— BEGIN Data for this task —

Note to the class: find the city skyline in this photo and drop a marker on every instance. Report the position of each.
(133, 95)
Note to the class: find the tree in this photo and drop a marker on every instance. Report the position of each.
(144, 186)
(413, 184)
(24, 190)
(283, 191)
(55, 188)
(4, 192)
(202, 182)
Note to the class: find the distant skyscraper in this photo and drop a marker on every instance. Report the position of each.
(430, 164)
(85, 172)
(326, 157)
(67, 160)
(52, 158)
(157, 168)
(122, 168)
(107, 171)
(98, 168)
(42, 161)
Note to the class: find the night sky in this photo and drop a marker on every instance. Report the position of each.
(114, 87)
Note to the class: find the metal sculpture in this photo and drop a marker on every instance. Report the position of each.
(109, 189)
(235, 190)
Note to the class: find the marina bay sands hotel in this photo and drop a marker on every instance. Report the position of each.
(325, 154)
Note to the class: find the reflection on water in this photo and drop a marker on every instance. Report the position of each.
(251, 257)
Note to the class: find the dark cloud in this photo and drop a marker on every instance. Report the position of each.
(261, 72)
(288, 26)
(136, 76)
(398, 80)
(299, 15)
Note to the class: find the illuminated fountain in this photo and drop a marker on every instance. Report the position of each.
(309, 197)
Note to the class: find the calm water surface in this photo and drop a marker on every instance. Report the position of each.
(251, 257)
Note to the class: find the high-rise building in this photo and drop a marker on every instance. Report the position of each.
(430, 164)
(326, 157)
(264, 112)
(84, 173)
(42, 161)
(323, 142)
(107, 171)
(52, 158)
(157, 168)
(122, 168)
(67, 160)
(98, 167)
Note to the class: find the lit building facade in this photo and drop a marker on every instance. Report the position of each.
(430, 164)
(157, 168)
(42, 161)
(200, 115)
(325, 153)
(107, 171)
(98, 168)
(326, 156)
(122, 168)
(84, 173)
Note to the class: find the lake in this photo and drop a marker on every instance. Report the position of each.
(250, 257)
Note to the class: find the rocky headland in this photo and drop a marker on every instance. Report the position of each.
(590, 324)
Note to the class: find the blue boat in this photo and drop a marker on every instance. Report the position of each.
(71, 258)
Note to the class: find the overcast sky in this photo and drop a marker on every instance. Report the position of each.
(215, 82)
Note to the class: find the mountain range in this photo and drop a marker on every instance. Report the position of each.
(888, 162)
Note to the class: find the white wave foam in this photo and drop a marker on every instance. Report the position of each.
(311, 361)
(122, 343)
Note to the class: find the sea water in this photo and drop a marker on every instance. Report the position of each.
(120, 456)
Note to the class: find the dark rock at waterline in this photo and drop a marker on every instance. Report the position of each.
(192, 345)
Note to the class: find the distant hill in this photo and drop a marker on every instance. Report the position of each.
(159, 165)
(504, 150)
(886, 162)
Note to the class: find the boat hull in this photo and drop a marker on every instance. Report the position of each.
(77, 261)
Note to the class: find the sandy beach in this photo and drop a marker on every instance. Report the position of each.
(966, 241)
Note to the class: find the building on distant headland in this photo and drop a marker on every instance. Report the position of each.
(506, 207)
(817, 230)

— END Data for this task —

— What to produce —
Starting at the line that contains "Note to the class: find the building" and continuing through the last of the lines above, write out each line as an item in a numbered list, leaving out any blank lines.

— The completed task —
1. Note to the class: find the building on distant headland in this photo and drop a marker on every instance. Report the position of each.
2. (506, 207)
3. (817, 230)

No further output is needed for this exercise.